- **Required work**
Return every one of the following records verbatim, reproducing each line without any alteration.

___ Given information

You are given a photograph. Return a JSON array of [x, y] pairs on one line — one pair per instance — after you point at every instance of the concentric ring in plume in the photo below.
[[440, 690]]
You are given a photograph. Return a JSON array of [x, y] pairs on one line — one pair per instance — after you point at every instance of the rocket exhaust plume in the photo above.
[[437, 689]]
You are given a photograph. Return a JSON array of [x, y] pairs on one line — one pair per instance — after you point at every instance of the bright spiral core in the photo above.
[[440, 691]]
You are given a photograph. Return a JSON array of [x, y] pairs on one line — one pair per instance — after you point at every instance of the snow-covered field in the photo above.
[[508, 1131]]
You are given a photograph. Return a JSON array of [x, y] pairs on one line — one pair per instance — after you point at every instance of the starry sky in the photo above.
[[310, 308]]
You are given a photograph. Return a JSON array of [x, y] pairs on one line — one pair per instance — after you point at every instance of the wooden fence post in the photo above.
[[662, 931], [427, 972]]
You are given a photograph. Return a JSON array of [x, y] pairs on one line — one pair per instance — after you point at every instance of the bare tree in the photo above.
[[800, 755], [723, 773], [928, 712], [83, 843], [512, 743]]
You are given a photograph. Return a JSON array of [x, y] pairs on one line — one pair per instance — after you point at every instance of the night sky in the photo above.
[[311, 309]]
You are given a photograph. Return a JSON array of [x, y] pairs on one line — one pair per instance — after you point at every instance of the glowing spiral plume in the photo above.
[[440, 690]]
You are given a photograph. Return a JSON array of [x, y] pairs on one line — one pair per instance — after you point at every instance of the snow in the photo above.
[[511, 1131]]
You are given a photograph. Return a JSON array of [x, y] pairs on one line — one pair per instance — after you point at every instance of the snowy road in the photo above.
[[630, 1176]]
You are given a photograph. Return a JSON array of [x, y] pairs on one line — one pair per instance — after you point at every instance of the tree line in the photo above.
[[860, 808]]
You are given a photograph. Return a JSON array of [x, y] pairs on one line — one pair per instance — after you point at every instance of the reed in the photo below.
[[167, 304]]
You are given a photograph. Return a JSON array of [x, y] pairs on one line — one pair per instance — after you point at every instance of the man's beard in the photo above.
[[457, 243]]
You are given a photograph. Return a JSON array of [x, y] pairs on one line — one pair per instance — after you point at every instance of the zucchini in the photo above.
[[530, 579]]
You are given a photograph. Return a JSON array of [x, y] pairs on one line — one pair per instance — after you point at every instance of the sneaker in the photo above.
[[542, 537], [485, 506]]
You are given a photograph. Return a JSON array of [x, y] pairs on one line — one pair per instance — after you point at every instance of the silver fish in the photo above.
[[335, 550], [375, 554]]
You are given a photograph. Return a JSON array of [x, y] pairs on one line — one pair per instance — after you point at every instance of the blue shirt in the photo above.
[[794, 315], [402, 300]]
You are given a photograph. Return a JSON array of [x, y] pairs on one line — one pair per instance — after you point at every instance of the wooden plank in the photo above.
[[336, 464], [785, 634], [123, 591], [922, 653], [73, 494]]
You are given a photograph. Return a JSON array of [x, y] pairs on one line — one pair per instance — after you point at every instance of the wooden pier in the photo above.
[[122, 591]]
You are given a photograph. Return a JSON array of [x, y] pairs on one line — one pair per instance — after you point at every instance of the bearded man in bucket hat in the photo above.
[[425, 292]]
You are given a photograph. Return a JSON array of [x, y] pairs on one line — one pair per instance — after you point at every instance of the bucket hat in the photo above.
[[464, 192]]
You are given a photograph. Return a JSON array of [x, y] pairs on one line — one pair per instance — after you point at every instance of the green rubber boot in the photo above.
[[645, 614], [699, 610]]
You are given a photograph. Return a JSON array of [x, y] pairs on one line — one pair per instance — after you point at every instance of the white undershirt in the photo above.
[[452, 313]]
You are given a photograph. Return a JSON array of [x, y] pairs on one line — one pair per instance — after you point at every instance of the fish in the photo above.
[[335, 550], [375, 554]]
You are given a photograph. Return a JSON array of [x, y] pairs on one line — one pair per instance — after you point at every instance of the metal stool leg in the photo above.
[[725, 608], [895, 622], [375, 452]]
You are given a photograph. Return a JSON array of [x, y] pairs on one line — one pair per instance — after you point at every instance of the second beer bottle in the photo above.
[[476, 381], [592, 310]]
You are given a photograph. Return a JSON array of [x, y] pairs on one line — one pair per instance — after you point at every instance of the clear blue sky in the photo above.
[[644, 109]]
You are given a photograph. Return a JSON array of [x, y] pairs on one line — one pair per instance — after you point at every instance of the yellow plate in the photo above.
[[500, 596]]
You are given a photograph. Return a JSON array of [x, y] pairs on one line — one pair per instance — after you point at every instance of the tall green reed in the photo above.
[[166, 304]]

______

- **Problem solution**
You are given a photograph. Return a JSON array of [x, y] pairs on one line — one pair per instance — after you point at every instance of the concentric ring in plume in the photo below.
[[440, 690]]
You are given a photograph. Return a JSON array of [x, y] pairs on one line — one pair per instance — after you point at every instance of the rocket exhaust plume in the photo above.
[[437, 689]]
You are given a photograph. Return a JSON array of [x, y] pairs on one line — one pair per instance — after you point at every instance of the bright spiral core in the photo above.
[[440, 691]]
You are given a photograph. Return a JSON array of [x, y] pairs on one line — one pair per instance — after you point at every instance of the snow-covered field in the photo above.
[[508, 1131]]
You are given a photograph. Return a JSON array of [x, y] pairs on one line — one pair per instance — after you point at every instance of the starry sky in the photo above.
[[310, 308]]
You are given a photograph. Return a JSON array of [x, y] pairs on one line — one pair per instance — after you point at every instance of the wooden fence post in the photo above.
[[662, 931], [427, 972]]
You are given a photograph. Return a JSON array of [x, y] pairs on one line — one pair per instance — after you point at every instance of the bare tree in the photo above.
[[800, 755], [723, 773], [928, 712], [83, 843], [512, 743]]
You are given a photograph. Return a JSON array of [x, y] pairs on one line — one pair per instance — after you point at every instance of the night sky in the photo above.
[[311, 309]]
You are given a photograph. Return a JSON array of [x, y] pairs on one line — one pair per instance — after you point at every instance of the glowing spiral plume in the photo above.
[[440, 690]]
You are given a photograph. Return a JSON array of [x, y] pairs on one line — one pair per instance — after you point at every instance of the snow in the photo above.
[[511, 1131]]
You are given a photograph. Return a JSON array of [x, y] pairs on one line — one pair per instance — after you point at every instance of the snowy road in the photo above.
[[630, 1176]]
You are given a photograph. Return a JSON array of [x, y] pairs on one line — one pair per instance — after you point at every instance of the tree line in the photo above.
[[860, 808]]
You are given a photograph. Return a JSON array of [x, y] pairs on one line — one pair per instance — after you point at every instance of the reed in the photo below.
[[167, 304]]
You are given a photograph. Return a JSON array of [x, y] pairs on one line — one pair per instance — after you point at every instance of the man's beard in the photo above.
[[457, 243]]
You are given a photograph. Return a JSON array of [x, y] pairs on one line — one pair per instance — after you point at every instance of the zucchini in the photo above.
[[530, 579]]
You are given a photograph. Return a JSON array of [x, y] pairs on one line — one pair per instance — after you point at every instance of the sneaker in the photo above.
[[542, 537], [485, 506]]
You are given a photograph. Return a JSON array of [x, y] pairs on one line — one pair per instance — after you point at every instance of the silver fish in the photo above.
[[335, 550], [375, 554]]
You are given a photograph. Return a JSON array of [x, y] pairs on one line — one pair per instance — after you point at every instance of the blue shirt in the photo above.
[[794, 315], [402, 300]]
You are given a photograph. Return a JSON array of [x, y] pairs on one line — one pair per instance — after you point at every instance of the wooden plank in the photo above.
[[336, 464], [785, 634], [123, 591], [922, 653], [73, 494]]
You are given a photograph. Return a JSON array of [x, y] pairs on one line — one pair per instance — after you point at every instance of the wooden pier in the photo above.
[[122, 591]]
You are given a photograph. Return a JSON array of [x, y] pairs on one line — one pair per instance — after you point at every instance of the bearded man in bucket hat in the photo above.
[[425, 292]]
You are given a photograph. Return a JSON array of [x, y] pairs on one line — one pair per instance — after you point at every instance of the bucket hat in the photo above.
[[464, 192]]
You are given a photograph. Return a JSON array of [x, y] pairs on one line — one pair per instance — after you point at every instance of the green rubber boot in the photo above.
[[645, 614], [699, 610]]
You are given a photograph. Return a JSON array of [x, y] pairs on one line — one pair per instance — after you point at every instance of the white undershirt in the photo above.
[[452, 313]]
You are given a photograph. Return a JSON array of [x, y] pairs on one line — one pair per instance — after you point at every instance of the fish in the photo above.
[[335, 550], [375, 554]]
You are given a photograph. Return a JSON array of [x, y] pairs on one line — one pair per instance — after you point at every instance of the metal stool leg in the photo above.
[[725, 608], [895, 622], [375, 452]]
You are given a photograph. Return a JSON array of [x, y] pairs on one line — one pair per instance — after you point at every instance of the second beer bottle in the photo above.
[[476, 381], [592, 310]]
You are given a photograph. Return a JSON array of [x, y] pairs on one line — one pair per instance — after you point at every instance of the clear blue sky in the photo above.
[[644, 109]]
You are given a photograph. Return a JSON array of [x, y] pairs on one line — one pair per instance — after you point at every instance of the yellow plate in the photo above.
[[500, 596]]
You are given a photograph. Return a JSON array of [x, y] pairs on one line — one pair per instance — after you point at every instance of the tall green reed in the photo above.
[[166, 304]]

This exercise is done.